| ВАШЕ ЗАДАНИЕ |
Чем Полина является для романиста, согласно отрывку о Феодоре и Полине?

| ОТРЫВОК |
####################

Литература как опыт, или «Буржуазный читатель» как культурный герой (Венедиктова) - страница 111

Контрастом Феодоре предстает Полина, чью прелестную естественность герой, увы, готов обожать не иначе как в искусственных, романических формах. В отличие от Феодоры, Полина — не роман, точнее больше, чем роман: она — недостижимый предел творческих амбиций романиста. Кажется, она воплощает самую первую, самую сладкую и самую продуктивную из всех человеческих иллюзий: что мир в тебе бесконечно заинтересован и лично от тебя ждет творческого самопроявления. В эпилоге женщина, которой герою не было нужды добиваться, предстает недосягаемым призраком, а та, что, наоборот, казалась отчаянно недоступной, ассоциируется с повседневно встречаемым типом. Отношение с той и другой, однако, от этого не перестает быть загадочным.

####################

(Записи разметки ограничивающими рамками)
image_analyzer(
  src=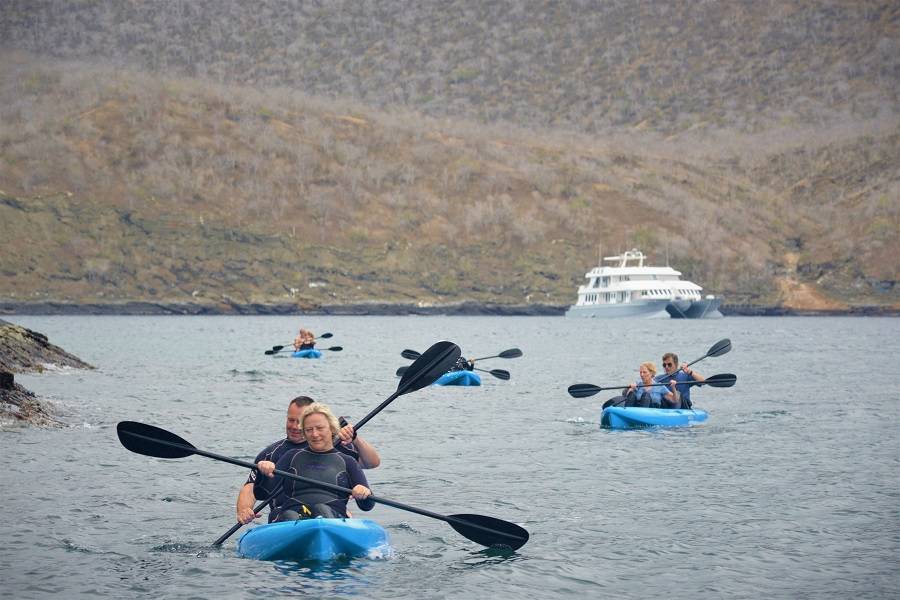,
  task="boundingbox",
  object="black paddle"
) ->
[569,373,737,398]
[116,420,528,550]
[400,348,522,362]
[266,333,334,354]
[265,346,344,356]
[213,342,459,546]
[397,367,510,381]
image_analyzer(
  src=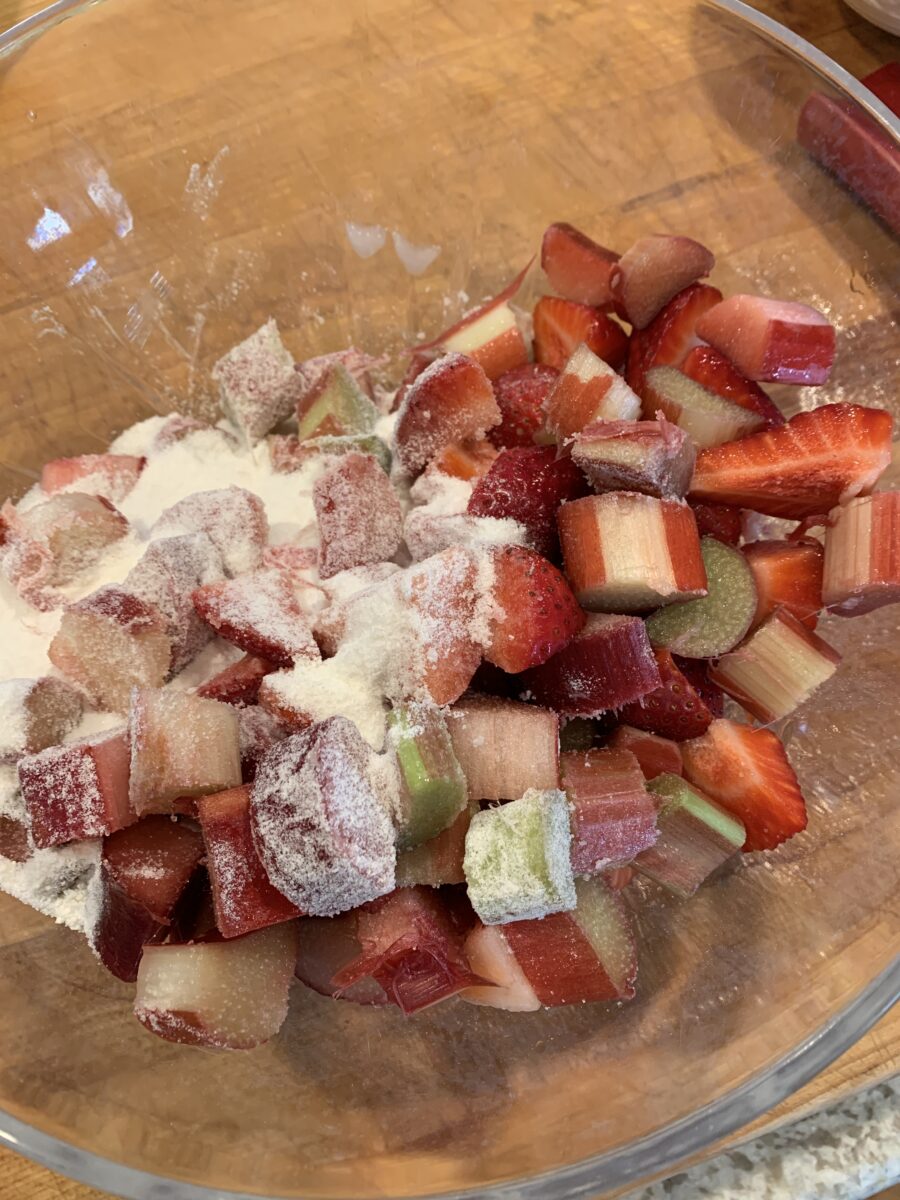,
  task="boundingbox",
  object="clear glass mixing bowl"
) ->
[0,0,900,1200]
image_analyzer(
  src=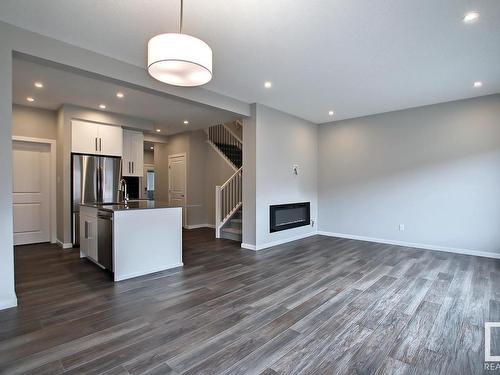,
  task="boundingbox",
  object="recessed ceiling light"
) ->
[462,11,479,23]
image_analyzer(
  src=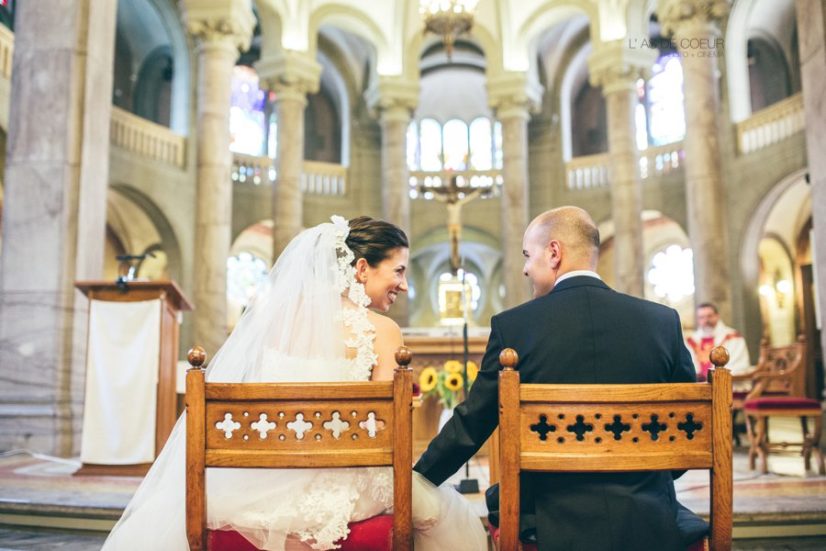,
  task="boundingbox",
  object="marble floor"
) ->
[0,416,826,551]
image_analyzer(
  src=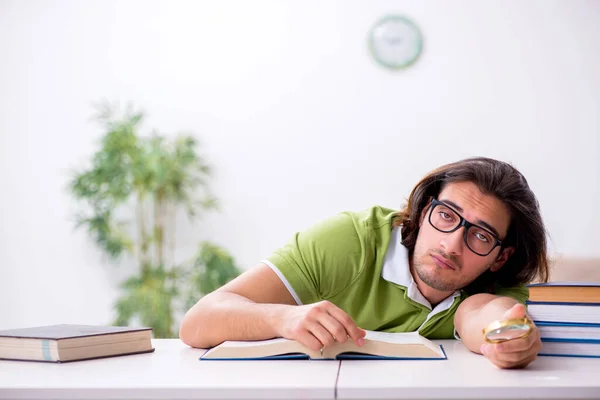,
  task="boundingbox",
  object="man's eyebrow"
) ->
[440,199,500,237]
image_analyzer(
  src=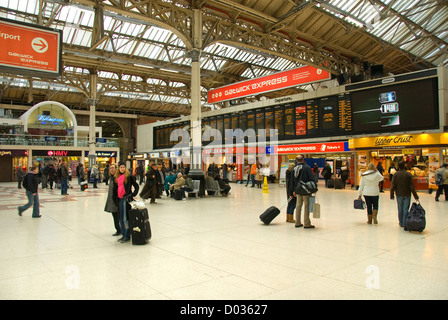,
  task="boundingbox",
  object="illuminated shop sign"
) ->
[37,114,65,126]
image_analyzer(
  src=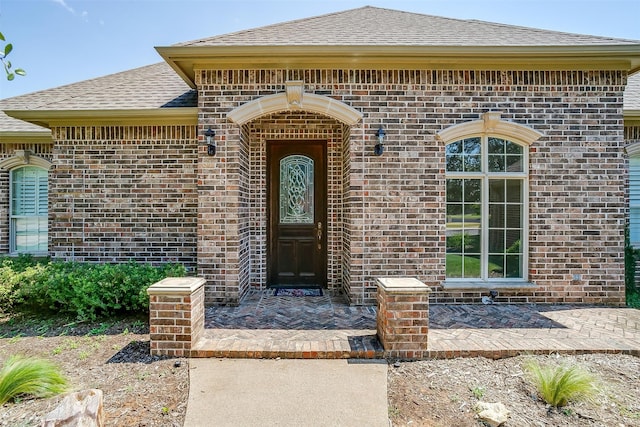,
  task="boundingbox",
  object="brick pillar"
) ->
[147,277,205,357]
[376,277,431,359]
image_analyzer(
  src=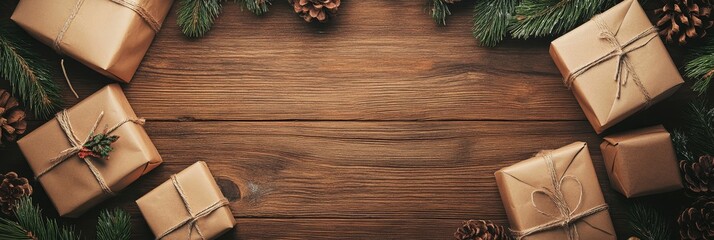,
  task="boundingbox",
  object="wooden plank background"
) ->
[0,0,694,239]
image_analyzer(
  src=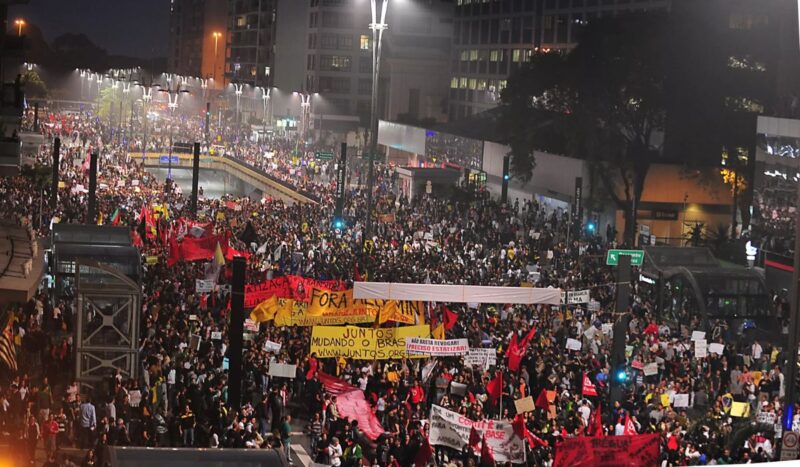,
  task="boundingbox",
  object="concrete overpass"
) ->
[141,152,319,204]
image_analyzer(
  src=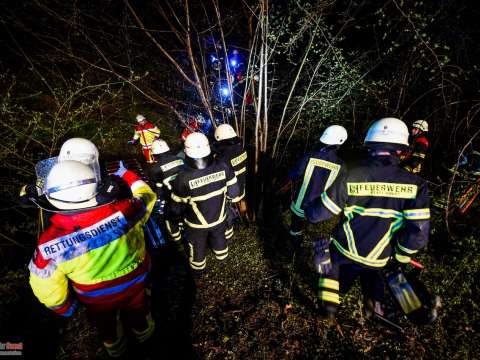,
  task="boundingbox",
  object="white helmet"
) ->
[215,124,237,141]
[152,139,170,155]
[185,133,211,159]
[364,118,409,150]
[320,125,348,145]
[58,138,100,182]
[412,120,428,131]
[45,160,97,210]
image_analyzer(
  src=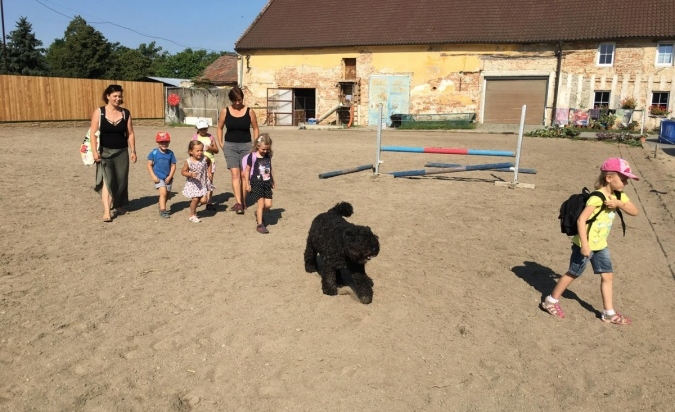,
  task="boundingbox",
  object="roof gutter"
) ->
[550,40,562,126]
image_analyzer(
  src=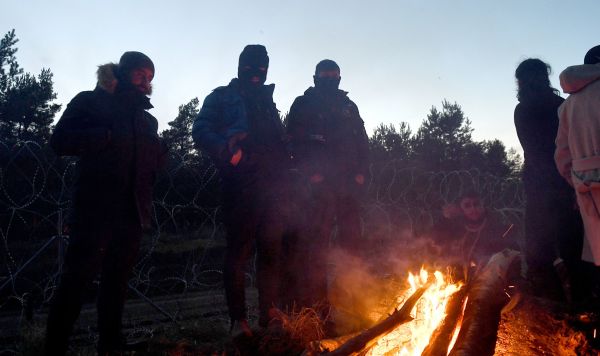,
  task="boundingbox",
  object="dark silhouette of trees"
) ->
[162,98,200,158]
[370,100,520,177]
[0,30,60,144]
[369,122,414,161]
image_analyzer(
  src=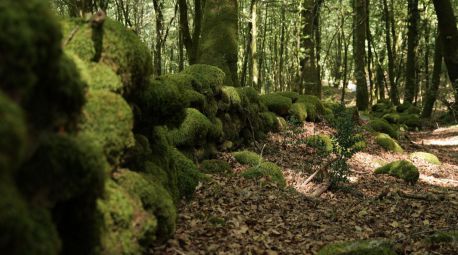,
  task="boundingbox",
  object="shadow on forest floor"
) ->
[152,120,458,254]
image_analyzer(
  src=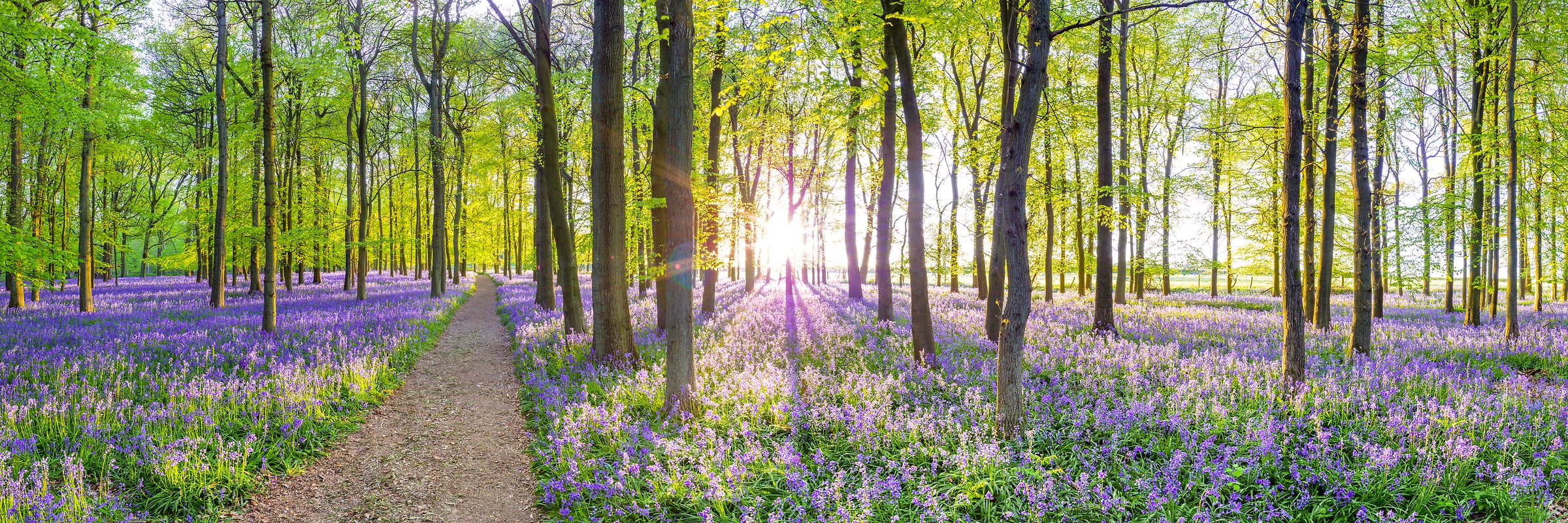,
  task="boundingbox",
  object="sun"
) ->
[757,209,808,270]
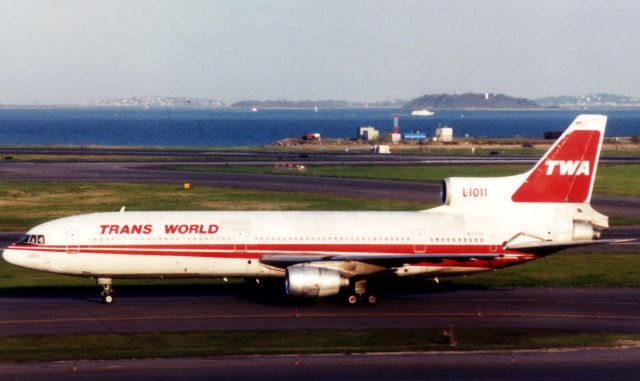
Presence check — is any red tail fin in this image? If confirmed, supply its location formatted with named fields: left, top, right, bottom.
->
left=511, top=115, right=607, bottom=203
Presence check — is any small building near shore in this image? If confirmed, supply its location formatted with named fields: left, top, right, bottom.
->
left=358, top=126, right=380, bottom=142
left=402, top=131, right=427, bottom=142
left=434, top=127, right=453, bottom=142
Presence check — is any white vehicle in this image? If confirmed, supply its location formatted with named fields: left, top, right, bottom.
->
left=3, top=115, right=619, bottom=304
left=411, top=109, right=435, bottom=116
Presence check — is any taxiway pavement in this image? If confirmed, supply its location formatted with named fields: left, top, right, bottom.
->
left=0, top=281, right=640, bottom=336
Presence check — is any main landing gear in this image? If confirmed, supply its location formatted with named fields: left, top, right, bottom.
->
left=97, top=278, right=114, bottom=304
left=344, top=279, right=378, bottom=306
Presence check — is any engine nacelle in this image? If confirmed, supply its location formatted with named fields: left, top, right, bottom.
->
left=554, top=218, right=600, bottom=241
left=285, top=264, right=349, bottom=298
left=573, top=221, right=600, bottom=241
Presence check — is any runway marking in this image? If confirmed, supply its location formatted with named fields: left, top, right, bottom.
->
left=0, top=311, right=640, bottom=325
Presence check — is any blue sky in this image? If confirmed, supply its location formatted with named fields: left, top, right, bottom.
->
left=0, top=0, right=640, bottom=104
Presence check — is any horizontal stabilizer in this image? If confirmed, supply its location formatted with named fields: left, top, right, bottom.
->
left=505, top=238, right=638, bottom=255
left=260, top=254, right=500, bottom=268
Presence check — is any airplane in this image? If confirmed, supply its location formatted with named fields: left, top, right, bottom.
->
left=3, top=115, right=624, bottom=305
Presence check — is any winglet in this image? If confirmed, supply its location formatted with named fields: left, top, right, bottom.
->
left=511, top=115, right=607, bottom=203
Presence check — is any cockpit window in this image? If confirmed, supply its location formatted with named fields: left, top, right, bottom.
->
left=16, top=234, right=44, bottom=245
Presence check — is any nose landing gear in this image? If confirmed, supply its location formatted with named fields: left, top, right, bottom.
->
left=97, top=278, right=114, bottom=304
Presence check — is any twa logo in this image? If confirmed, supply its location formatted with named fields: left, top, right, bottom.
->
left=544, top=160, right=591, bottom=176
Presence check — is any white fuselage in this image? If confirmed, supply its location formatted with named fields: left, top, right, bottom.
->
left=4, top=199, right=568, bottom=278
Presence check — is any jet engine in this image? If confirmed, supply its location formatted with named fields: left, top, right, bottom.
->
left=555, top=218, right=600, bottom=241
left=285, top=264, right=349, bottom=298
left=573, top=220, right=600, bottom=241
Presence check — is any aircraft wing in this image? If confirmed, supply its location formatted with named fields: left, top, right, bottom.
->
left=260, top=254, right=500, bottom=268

####################

| ПОЛНЫЙ ОТВЕТ |
Полина — это недостижимый предел творческих амбиций романиста.